===== PAGE TEXT
After much consideration of various “gating” criteria regarding the decision of when to allow the cruise lines to return to normal operations, the panel determined that they, “are unable to suggest specific parameters (e.g., local incidence of SARS-CoV-2) that would indicate that it is “safe enough” to begin sailing again. There is no moment when we will definitively know we have reached that threshold.” Instead, the panel noted, “…ultimately, the thoroughness of a cruise operator’s testing plan and implementation of onboard mitigation measures should be the driving factor in creating a safe environment for cruising.”

While the expert panel came up with 74 recommendations in their 65-page report, I distilled them down to the 11 recommendations that are most relevant for individuals making the personal risk decision whether or not to cruise. Here is the summary…note that the wording represents verbatim extracts from the panel’s report. I consolidated several of the recommendations that were annotated separately, but with a common focus, into one recommendation for brevity sake. The panel’s report provides a detailed description of each recommendation included in their summary which you can access following the link to the report earlier in this article.

“Recommendations summary…
1. All crew should be tested for SARS-CoV-2 between 5 days and 24 hours prior to leaving their home location to join the ship and receive a negative result, quarantine for seven days on board the ship upon arrival, and take a test at the end of that seven-day period and receive a negative result, before beginning their duties. Additionally, if feasible based on cost and available technology, cruise operators should consider administering an additional test and requiring a negative result shortly prior to boarding. Cruise operators should implement a crew surveillance program, including periodic testing for SARS-CoV-2, to provide a reasonable level of assurance that the virus is not circulating among crew.
2. All guests joining a ship, regardless of method of travel to the ship, should be tested for SARS-CoV-2 between 5 days and 24 hours before boarding and receive a negative result that is shared with the cruise operator, before coming on board.
3. At embarkation, all guests and crew boarding the ship should undergo health screening to identify any symptoms consistent with COVID-19 (or other infectious diseases) and any contact with individuals suspected or confirmed to have a SARS-CoV-2 infection prior to the cruise. This will include temperature screening.
4. Any individual who discloses symptoms of possible SARS-CoV-2 infection or close contact with an individual with suspected infection, or who displays a temperature of 100.4 degrees or above, should undergo secondary screening by medical personnel to determine whether they may board the ship or whether they will be denied boarding.
5. In addition to the information typically communicated at booking, guests should be provided sufficient information on SARS-CoV-2 to assess their individual risk, to fully understand the safety precautions being taken by the cruise line to address SARS-CoV-2, and to agree to comply with the necessary safety protocols while traveling. To prevent the spread of SARS-CoV-2, cruise operators should require guests and crew to wear cloth face coverings/face masks in accordance with CDC recommendations. Crew members with prolonged contact (i.e., contact that may result in exposure by CDC’s definition) with guests on board the ship should be required to utilize complementary PPE, in addition to wearing a face mask/face covering.
6. When returning to sailing, cruise operators should adjust guest and crew load factors in a manner that allows for appropriate physical distancing on board in accordance with applicable guidance, taking into consideration the size and design of each ship.
7. Cruise operators’ facilities on board the ship, at terminals, and at cruise line-owned and operated destinations should be modified to promote and facilitate physical distancing in accordance with the CDC recommendation of a distance of at least six feet.
==========
EXERCISE REQUIREMENTS ->
[1] Answer these questions from the cruise panel text:
(a) How many recommendations did the expert panel make in its report?
(b) For how many days should crew quarantine on board after arriving at the ship?
(c) At what temperature should a person be sent to secondary screening?
[2] Pick up the cruise panel text after its last sentence and carry it forward.
The rows after this point have nothing to do with the cruise panel text.
===== EXTRACTED INFORMATION
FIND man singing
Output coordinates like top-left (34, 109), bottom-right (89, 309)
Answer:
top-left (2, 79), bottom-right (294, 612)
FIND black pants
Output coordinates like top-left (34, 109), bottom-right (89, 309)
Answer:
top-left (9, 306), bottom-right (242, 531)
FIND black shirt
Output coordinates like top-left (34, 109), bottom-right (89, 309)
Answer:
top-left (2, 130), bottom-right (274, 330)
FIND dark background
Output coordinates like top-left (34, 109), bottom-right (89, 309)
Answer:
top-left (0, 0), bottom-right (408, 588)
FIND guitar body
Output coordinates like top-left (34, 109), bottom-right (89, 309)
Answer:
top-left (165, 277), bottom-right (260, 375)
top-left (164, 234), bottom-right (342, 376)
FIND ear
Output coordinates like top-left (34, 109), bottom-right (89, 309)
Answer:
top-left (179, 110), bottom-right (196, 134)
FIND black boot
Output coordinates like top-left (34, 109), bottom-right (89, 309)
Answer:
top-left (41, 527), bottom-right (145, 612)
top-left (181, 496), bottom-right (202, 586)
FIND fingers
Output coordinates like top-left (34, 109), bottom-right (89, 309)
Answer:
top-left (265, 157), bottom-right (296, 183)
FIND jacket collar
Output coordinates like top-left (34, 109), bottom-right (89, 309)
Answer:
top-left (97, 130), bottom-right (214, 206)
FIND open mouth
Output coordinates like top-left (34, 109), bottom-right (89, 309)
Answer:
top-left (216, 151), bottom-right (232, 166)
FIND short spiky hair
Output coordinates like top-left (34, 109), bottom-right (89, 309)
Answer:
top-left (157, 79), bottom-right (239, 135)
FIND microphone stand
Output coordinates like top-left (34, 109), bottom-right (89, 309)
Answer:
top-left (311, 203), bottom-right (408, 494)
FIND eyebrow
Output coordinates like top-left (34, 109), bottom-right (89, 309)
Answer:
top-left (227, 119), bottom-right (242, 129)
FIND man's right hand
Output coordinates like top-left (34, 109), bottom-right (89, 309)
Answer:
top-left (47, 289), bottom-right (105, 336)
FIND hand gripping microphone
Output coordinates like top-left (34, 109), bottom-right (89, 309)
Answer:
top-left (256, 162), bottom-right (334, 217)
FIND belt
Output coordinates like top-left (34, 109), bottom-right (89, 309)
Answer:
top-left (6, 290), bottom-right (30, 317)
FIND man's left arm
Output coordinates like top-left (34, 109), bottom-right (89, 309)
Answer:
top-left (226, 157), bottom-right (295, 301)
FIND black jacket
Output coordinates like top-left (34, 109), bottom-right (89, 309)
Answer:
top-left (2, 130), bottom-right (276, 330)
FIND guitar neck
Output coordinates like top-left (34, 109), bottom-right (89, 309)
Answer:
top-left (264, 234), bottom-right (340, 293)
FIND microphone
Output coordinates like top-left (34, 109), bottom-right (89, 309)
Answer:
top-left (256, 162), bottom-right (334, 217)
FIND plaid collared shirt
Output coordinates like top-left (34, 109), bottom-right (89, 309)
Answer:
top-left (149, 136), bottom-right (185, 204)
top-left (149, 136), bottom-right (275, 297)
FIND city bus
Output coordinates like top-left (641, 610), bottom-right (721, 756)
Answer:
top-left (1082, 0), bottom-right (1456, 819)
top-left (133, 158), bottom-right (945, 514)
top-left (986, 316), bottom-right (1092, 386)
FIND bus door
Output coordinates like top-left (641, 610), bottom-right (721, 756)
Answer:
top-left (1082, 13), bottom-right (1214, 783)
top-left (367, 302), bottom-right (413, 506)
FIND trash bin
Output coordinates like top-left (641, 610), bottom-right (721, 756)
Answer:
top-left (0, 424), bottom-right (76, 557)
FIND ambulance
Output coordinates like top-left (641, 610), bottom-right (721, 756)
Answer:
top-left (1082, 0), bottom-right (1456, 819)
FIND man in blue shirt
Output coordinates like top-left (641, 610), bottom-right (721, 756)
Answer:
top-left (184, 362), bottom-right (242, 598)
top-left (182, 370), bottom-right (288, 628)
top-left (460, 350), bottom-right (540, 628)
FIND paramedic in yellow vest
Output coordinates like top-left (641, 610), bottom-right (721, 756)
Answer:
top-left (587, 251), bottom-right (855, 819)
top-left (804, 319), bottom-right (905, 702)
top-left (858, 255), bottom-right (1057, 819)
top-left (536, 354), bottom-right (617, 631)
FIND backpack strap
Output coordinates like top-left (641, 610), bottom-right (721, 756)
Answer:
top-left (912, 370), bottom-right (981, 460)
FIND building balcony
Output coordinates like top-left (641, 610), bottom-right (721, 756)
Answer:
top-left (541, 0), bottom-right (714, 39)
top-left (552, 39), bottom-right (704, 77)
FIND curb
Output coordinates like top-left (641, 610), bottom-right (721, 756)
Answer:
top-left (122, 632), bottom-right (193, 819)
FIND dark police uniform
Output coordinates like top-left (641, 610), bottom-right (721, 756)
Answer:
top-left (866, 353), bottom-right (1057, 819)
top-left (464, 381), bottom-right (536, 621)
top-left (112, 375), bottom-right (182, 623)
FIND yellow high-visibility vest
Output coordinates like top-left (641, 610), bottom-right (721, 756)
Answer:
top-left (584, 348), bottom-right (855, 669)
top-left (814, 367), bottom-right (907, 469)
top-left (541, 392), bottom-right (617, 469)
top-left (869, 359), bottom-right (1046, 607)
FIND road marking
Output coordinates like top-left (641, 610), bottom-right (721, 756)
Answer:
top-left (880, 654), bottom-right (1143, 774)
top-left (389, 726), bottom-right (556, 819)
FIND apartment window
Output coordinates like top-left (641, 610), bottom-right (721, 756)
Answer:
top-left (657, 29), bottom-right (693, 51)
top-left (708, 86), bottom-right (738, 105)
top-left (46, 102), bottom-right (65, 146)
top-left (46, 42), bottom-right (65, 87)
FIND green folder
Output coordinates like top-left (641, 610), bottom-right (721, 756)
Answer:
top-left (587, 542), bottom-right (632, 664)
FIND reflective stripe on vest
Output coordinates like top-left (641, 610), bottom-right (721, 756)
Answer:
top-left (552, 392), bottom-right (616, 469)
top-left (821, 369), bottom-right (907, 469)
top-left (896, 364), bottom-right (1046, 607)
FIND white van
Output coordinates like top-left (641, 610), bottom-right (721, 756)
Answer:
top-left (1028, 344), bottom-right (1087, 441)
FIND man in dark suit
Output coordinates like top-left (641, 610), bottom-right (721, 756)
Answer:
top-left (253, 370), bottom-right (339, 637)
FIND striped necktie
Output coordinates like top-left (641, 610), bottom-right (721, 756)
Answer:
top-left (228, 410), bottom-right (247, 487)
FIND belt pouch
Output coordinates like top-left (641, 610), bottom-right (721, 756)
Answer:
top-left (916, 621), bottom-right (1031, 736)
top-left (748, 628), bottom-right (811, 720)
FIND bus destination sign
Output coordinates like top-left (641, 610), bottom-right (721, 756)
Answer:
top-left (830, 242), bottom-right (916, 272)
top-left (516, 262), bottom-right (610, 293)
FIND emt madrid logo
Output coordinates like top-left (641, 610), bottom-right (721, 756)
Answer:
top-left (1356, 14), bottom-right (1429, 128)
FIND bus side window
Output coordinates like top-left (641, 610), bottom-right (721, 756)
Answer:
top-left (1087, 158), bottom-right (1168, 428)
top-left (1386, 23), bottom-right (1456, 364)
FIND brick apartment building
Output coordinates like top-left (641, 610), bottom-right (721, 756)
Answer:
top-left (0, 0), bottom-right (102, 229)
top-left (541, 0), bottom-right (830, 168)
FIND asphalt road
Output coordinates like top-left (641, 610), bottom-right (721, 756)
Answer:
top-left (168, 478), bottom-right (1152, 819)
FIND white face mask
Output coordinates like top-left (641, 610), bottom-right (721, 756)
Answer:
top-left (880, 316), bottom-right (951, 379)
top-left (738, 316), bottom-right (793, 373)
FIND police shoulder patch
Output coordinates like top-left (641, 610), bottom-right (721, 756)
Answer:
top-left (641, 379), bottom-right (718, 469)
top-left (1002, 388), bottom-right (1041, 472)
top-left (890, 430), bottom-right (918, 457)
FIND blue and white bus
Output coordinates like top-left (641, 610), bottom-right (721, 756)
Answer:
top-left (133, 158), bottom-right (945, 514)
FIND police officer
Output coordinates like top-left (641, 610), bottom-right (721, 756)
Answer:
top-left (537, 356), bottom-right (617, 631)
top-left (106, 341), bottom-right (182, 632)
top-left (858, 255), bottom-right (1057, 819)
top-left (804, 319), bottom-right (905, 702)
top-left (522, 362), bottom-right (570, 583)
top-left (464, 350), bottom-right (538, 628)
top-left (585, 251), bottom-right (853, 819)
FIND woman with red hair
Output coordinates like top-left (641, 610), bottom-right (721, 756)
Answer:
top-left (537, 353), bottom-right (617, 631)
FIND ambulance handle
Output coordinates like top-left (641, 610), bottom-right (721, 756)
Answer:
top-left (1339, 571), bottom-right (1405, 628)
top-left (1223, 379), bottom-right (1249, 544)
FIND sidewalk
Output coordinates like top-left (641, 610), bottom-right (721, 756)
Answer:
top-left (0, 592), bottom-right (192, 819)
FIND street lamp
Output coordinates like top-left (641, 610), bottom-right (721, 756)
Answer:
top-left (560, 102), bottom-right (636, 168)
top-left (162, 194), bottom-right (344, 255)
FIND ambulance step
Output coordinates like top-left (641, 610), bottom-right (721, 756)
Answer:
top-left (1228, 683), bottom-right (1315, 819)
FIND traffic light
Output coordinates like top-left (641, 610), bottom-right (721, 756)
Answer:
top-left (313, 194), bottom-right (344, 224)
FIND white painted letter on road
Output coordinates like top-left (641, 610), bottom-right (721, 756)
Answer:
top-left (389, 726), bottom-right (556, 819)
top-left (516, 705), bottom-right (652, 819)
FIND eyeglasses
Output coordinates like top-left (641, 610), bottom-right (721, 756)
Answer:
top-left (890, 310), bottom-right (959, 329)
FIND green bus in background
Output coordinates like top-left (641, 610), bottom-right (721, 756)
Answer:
==========
ANSWERS FOR EACH ITEM ->
[1]
(a) 74
(b) Seven days
(c) 100.4 degrees or above

[2]
8. Enhanced sanitation protocols should be employed to protect against the risk of SARS-CoV-2 transmission via inanimate surfaces or objects, with attention to both high- and low-touch areas of the ship, terminal, and cruise line-owned and operated destinations. Cruise operators should follow CDC recommendations regarding the use of hand sanitizers and hand washing with soap and water to craft their recommendations for guests. Cruise operators should ensure that hand sanitizer stations, wipes, or hand washing stations are conveniently placed around the ship for guests’ and crew members’ usage. Cruise operators should use a variety of indoor air management strategies aimed at reducing occupant exposure to infectious droplets/aerosols. All cruise operators should upgrade the HVAC systems on their ships to, ideally, MERV 13 filters to minimize pathogen dispersal from infected guests and crew.
9. Cruise operators should designate certain cabins on the ship as isolation and quarantine spaces. In the startup phase, cruises itineraries should be as simple as possible, utilizing private, cruise line-owned and operated destinations or ports where there can be tight control of the onshore experience. Cruise operators should initially return to service with shorter length trips.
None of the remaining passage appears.